YOUR TASK: Which lines of the entries below run from the one holding "Target: stone staircase" to the one holding "Exercise. Put one point on each instance of the dark shorts", inclusive? Set down exactly those lines and no others.
***** THE RECORDS *****
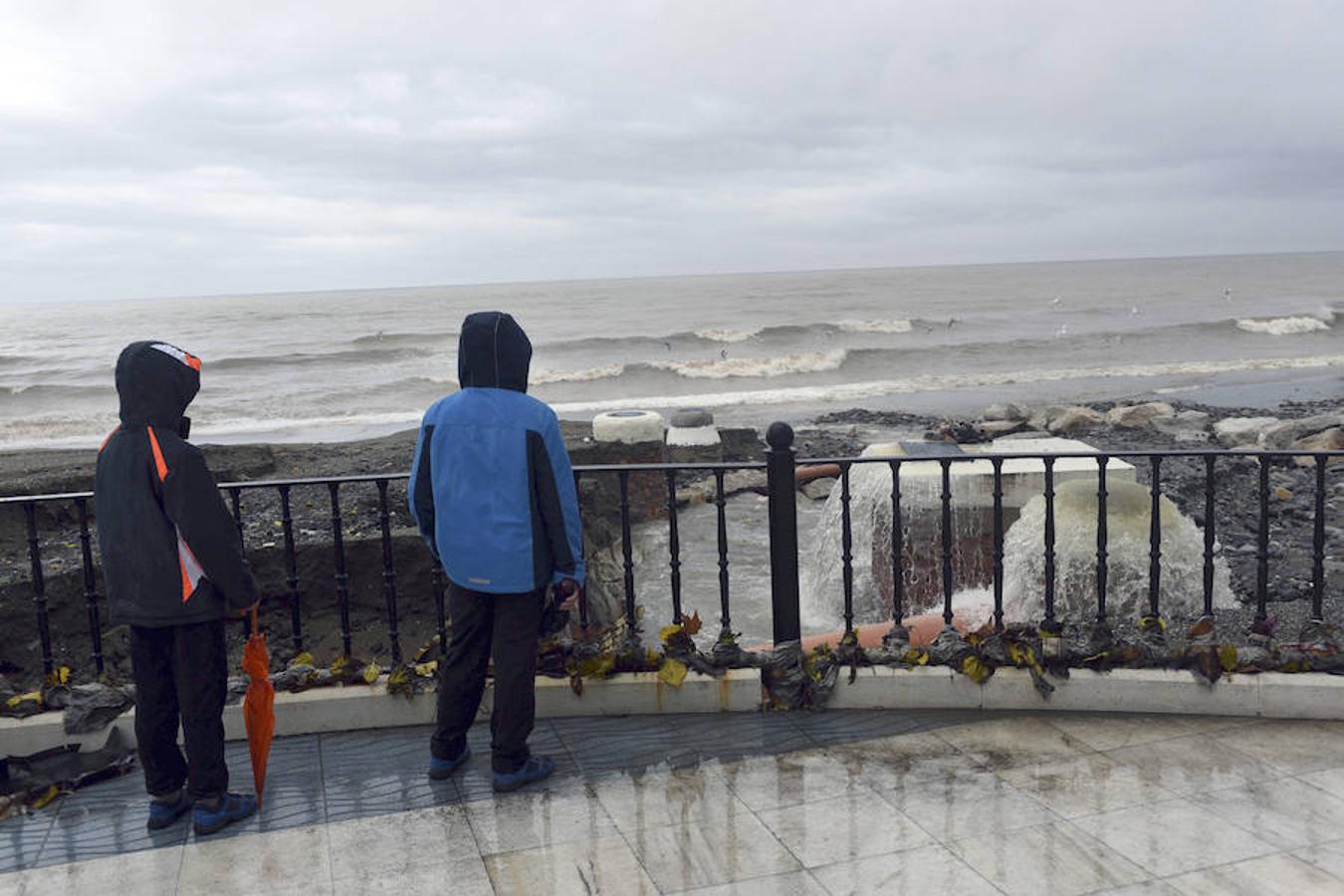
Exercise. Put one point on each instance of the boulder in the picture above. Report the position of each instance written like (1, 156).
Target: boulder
(1133, 416)
(1236, 431)
(1075, 419)
(1186, 426)
(1281, 437)
(1006, 411)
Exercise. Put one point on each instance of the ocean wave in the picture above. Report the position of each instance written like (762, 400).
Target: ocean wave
(934, 383)
(1283, 326)
(713, 335)
(755, 367)
(895, 326)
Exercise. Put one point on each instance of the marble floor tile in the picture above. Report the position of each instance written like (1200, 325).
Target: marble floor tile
(527, 819)
(841, 829)
(1195, 764)
(148, 871)
(889, 762)
(709, 852)
(1010, 742)
(1328, 857)
(1125, 730)
(798, 883)
(1085, 786)
(1331, 781)
(929, 869)
(1172, 837)
(1056, 858)
(285, 861)
(963, 803)
(1285, 813)
(660, 796)
(587, 868)
(1269, 876)
(383, 846)
(768, 782)
(1293, 747)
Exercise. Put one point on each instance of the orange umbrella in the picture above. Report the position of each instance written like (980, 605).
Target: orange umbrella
(258, 704)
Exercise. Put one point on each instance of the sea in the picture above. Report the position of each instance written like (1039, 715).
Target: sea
(752, 348)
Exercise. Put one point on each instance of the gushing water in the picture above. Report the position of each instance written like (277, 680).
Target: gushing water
(1128, 519)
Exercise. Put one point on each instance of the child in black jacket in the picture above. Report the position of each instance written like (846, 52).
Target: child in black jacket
(173, 571)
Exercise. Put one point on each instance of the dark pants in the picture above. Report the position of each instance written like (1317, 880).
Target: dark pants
(504, 625)
(181, 675)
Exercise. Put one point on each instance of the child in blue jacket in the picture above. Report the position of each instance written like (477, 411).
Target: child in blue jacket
(494, 495)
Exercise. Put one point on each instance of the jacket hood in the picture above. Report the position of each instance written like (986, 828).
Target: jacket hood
(492, 352)
(156, 381)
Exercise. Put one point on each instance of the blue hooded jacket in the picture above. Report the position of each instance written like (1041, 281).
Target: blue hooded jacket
(492, 488)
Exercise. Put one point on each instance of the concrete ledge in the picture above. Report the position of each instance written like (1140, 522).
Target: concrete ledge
(1139, 691)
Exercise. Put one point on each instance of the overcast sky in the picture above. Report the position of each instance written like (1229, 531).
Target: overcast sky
(153, 148)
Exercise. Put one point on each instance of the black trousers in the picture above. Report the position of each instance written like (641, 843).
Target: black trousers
(504, 626)
(181, 676)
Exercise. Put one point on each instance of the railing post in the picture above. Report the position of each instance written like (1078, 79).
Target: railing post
(782, 487)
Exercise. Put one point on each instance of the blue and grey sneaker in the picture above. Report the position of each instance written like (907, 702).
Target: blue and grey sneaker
(535, 769)
(212, 817)
(167, 808)
(441, 769)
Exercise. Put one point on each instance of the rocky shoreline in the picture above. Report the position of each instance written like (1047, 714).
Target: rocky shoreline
(1114, 427)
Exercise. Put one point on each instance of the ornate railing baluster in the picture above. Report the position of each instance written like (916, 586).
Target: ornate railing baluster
(847, 550)
(674, 550)
(1319, 545)
(1210, 534)
(628, 554)
(296, 623)
(384, 524)
(91, 583)
(1102, 538)
(947, 541)
(39, 587)
(1050, 539)
(898, 547)
(338, 560)
(1262, 546)
(721, 507)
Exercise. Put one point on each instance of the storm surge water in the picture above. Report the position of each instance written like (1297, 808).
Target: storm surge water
(355, 362)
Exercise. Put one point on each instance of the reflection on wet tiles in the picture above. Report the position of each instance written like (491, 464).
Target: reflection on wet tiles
(391, 848)
(1193, 765)
(292, 861)
(1085, 786)
(836, 830)
(659, 796)
(786, 780)
(1282, 813)
(793, 884)
(1172, 837)
(1292, 747)
(710, 852)
(538, 818)
(929, 869)
(955, 804)
(1055, 858)
(593, 866)
(1269, 876)
(1010, 742)
(149, 871)
(22, 838)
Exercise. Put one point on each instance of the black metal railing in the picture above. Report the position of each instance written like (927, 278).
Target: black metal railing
(659, 489)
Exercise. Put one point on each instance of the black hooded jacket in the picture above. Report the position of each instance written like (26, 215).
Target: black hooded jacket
(171, 553)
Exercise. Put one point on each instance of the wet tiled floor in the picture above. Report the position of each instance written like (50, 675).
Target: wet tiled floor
(773, 804)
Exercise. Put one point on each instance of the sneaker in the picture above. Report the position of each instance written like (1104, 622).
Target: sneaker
(441, 769)
(226, 810)
(165, 810)
(535, 769)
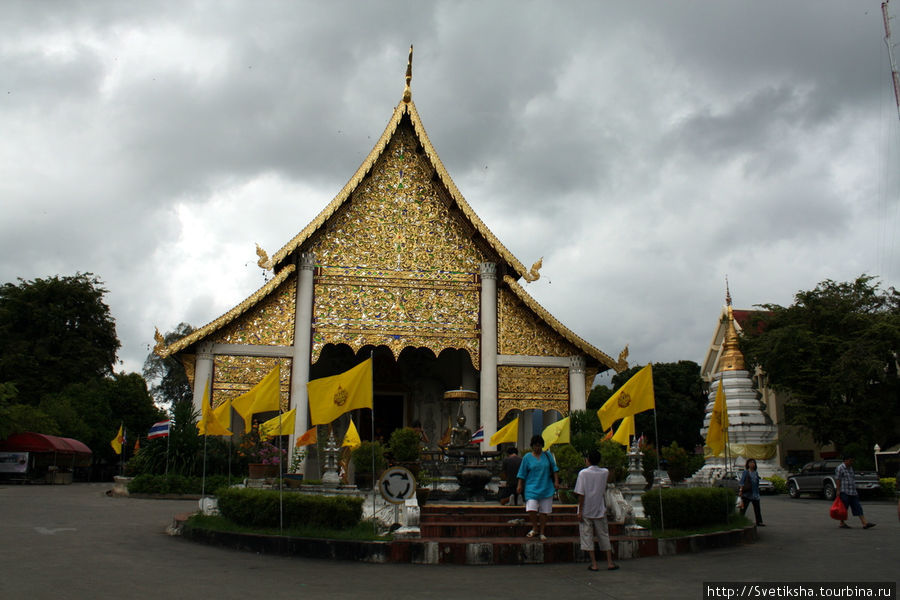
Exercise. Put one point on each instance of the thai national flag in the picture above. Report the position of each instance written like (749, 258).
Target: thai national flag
(160, 429)
(478, 436)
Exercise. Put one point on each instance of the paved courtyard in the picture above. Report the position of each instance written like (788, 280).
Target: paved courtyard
(75, 542)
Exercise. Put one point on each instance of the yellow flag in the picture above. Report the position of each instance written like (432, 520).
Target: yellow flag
(351, 438)
(633, 397)
(281, 425)
(265, 396)
(330, 397)
(556, 433)
(626, 429)
(117, 441)
(208, 424)
(307, 439)
(508, 433)
(717, 434)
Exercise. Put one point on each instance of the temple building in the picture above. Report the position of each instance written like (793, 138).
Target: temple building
(400, 268)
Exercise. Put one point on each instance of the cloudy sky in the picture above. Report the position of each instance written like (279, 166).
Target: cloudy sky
(645, 150)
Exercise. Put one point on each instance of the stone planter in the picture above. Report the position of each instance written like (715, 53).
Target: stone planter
(261, 471)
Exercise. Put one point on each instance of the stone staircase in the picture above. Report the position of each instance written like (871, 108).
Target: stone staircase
(486, 534)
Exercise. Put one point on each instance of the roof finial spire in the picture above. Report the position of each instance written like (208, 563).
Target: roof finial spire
(407, 93)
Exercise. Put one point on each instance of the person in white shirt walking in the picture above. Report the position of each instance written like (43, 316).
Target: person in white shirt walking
(590, 487)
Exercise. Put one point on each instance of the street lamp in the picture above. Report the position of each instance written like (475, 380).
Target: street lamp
(877, 450)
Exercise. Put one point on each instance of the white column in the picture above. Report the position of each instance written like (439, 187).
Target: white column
(202, 373)
(577, 398)
(302, 342)
(488, 395)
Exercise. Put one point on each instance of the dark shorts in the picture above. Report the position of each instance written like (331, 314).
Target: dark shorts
(852, 503)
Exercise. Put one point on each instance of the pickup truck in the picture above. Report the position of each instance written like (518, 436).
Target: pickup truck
(818, 478)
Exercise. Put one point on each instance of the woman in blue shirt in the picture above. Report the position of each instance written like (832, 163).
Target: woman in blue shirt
(539, 479)
(750, 491)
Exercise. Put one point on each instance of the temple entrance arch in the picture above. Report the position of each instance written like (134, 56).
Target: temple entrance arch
(407, 390)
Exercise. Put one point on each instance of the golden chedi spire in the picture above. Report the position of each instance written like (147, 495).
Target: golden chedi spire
(407, 93)
(731, 358)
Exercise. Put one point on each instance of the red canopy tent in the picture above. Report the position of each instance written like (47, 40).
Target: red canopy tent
(49, 452)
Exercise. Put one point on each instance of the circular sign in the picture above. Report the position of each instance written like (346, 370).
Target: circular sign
(397, 485)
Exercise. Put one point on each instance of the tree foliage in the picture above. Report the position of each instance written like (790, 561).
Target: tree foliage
(54, 332)
(680, 403)
(169, 382)
(58, 349)
(834, 351)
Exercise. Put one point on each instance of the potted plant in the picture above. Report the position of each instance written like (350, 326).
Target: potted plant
(406, 449)
(423, 482)
(362, 458)
(294, 476)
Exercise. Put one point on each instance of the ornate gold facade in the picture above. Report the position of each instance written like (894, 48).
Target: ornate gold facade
(398, 256)
(396, 266)
(522, 388)
(271, 322)
(235, 375)
(522, 332)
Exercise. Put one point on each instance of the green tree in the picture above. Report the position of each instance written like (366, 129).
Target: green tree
(92, 411)
(680, 403)
(834, 351)
(169, 382)
(54, 332)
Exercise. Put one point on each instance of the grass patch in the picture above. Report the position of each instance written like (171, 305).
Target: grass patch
(735, 521)
(362, 531)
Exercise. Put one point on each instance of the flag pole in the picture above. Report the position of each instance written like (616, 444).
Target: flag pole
(372, 371)
(205, 437)
(280, 467)
(662, 519)
(168, 441)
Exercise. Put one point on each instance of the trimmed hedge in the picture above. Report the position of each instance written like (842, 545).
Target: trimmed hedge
(779, 483)
(689, 508)
(175, 484)
(259, 508)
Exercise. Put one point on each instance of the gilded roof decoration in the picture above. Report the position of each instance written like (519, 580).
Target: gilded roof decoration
(520, 334)
(230, 316)
(269, 323)
(402, 109)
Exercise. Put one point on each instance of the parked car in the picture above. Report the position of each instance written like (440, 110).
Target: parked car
(818, 478)
(734, 482)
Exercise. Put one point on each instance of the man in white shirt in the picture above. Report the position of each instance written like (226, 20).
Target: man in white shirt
(590, 487)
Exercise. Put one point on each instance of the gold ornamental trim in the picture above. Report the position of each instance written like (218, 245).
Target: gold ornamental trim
(228, 317)
(561, 329)
(504, 406)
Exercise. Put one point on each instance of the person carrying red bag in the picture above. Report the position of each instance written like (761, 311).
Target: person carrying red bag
(845, 479)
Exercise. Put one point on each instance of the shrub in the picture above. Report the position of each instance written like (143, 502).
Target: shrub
(569, 461)
(677, 460)
(175, 484)
(260, 508)
(613, 457)
(779, 483)
(362, 457)
(689, 508)
(405, 445)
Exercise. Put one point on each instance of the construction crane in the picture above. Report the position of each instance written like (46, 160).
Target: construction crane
(887, 40)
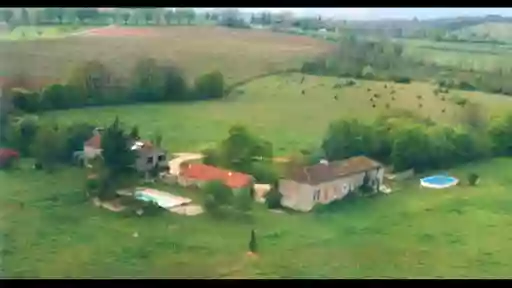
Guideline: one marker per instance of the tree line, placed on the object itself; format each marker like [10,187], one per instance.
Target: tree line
[94,84]
[94,16]
[407,141]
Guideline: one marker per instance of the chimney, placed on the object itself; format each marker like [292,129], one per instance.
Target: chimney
[307,174]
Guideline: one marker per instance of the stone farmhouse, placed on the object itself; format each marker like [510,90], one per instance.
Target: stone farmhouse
[325,182]
[148,155]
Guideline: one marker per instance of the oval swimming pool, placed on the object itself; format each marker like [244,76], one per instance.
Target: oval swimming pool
[439,181]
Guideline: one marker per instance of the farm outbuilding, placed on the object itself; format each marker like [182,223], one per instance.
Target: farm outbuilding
[325,182]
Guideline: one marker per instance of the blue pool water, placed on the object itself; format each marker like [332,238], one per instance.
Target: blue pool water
[145,197]
[439,181]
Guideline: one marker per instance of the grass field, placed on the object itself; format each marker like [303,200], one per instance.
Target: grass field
[21,33]
[413,232]
[476,56]
[239,54]
[274,108]
[492,31]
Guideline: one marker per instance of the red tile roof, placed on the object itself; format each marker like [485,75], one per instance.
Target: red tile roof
[209,173]
[94,142]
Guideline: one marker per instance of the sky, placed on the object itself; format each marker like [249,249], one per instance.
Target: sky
[386,13]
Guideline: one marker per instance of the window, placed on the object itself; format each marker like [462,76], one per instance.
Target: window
[316,195]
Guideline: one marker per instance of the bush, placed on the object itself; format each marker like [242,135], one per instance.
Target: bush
[222,194]
[8,157]
[473,179]
[263,172]
[401,79]
[25,100]
[273,199]
[243,201]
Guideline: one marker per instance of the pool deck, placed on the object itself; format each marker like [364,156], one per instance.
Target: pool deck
[164,199]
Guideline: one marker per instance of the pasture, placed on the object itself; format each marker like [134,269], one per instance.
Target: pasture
[238,54]
[463,55]
[275,108]
[489,31]
[411,233]
[22,33]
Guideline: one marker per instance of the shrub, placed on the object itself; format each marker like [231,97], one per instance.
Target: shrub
[222,194]
[8,157]
[263,172]
[253,247]
[401,79]
[210,205]
[243,201]
[25,100]
[273,199]
[473,179]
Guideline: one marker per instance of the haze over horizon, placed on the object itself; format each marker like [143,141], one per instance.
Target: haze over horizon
[375,13]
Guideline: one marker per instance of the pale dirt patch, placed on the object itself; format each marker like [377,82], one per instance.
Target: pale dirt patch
[174,164]
[188,210]
[113,205]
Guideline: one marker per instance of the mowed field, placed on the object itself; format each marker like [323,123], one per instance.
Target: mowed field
[490,30]
[411,233]
[275,108]
[22,33]
[476,56]
[238,54]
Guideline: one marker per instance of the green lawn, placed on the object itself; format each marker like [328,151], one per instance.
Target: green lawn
[476,56]
[274,108]
[413,232]
[39,32]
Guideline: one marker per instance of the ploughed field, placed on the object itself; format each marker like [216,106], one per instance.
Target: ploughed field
[275,108]
[238,54]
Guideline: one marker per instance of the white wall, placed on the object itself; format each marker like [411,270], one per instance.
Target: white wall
[299,196]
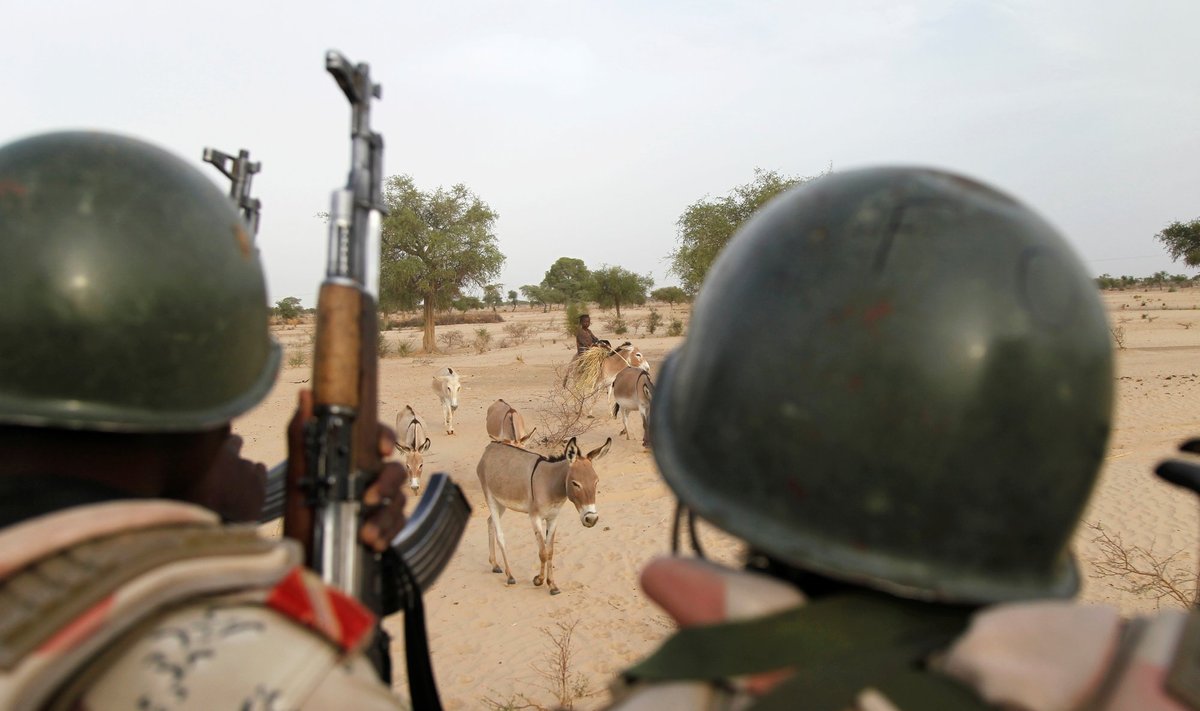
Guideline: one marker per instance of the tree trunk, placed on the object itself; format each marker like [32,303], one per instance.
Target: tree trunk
[429,342]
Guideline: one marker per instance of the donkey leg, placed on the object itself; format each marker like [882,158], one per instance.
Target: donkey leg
[549,562]
[495,525]
[539,533]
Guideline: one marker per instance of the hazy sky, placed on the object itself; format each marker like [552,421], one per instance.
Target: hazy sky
[591,126]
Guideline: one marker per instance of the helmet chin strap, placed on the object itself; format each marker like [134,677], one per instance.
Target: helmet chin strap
[681,512]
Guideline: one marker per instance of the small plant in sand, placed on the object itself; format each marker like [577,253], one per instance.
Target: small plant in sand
[563,683]
[1119,336]
[483,340]
[298,359]
[519,333]
[1141,572]
[451,339]
[563,412]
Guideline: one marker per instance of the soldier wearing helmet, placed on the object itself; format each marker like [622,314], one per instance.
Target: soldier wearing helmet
[135,329]
[906,464]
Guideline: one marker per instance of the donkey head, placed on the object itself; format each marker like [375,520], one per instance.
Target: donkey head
[582,479]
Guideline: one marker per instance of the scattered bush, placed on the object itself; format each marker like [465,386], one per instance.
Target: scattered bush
[449,318]
[298,359]
[483,340]
[451,339]
[520,333]
[654,321]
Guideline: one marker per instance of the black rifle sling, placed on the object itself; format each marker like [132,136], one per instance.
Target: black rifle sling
[423,689]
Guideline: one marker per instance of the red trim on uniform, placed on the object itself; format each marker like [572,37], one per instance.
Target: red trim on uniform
[78,629]
[293,598]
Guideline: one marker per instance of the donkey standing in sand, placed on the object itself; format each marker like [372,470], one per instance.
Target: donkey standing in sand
[531,483]
[412,441]
[447,384]
[505,424]
[633,390]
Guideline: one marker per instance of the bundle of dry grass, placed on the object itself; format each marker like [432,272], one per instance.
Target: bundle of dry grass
[585,370]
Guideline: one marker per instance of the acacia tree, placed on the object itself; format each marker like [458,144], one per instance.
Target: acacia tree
[435,244]
[613,286]
[707,225]
[565,281]
[492,296]
[1182,242]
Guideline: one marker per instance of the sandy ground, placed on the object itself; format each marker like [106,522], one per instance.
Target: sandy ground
[495,645]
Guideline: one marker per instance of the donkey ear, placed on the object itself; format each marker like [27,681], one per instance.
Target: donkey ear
[600,450]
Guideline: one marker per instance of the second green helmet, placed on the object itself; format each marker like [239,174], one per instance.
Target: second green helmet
[895,377]
[131,296]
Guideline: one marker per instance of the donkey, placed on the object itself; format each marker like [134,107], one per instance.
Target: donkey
[447,386]
[622,357]
[505,424]
[527,482]
[633,389]
[412,441]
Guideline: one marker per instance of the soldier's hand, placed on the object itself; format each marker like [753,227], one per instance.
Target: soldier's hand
[233,487]
[697,592]
[384,499]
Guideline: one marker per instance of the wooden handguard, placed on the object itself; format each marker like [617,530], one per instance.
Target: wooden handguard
[337,360]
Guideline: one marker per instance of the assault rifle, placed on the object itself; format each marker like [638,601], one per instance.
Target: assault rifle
[322,505]
[239,171]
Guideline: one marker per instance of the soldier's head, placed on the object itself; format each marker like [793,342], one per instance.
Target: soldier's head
[899,378]
[131,296]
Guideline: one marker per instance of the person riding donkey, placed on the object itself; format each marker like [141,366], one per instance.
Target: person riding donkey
[136,328]
[906,464]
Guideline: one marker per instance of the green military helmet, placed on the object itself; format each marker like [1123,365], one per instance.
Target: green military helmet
[131,296]
[895,377]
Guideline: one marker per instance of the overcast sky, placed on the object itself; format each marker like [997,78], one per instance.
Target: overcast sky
[591,126]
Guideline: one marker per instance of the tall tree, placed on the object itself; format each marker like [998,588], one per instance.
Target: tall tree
[533,293]
[567,280]
[613,286]
[492,296]
[435,244]
[1182,242]
[707,225]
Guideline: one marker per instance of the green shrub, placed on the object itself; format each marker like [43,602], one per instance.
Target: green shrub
[654,321]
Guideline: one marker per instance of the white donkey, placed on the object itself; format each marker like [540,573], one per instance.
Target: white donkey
[447,386]
[412,441]
[527,482]
[505,424]
[633,390]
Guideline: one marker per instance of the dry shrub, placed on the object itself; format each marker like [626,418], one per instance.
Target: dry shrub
[451,339]
[1139,571]
[519,333]
[483,340]
[449,318]
[563,412]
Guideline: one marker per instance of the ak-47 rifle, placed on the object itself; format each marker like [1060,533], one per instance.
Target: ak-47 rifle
[323,508]
[239,171]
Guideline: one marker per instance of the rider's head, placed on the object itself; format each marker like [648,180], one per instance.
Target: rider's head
[133,298]
[900,378]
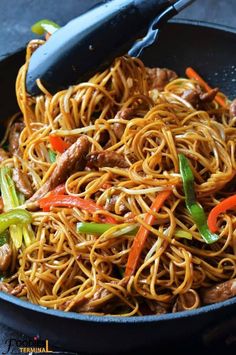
*****
OUTPUT:
Target: stone staircase
(486, 534)
Exercise. Put one point on each instance of the roof finial spire in the picture above. Report the position of each instance written like (208, 563).
Target: roof finial spire
(407, 93)
Exercise. Put one point on each instance of the person in white shirt walking in the picture above. Report the position of each instance written like (43, 316).
Target: person in white shirt walking
(590, 487)
Exercise. Put one point on each instance of the street lamp in the picture above. Report the position of each instance written like (475, 380).
Target: street lamp
(877, 450)
Exercise. Put one point on each instance of the white column in the picture above. Report the position of each instance written like (439, 187).
Target: white column
(202, 373)
(577, 398)
(302, 342)
(488, 395)
Exercise. Put one point on each instance of the dark shorts in the picture above. Report the position of each instance written like (331, 314).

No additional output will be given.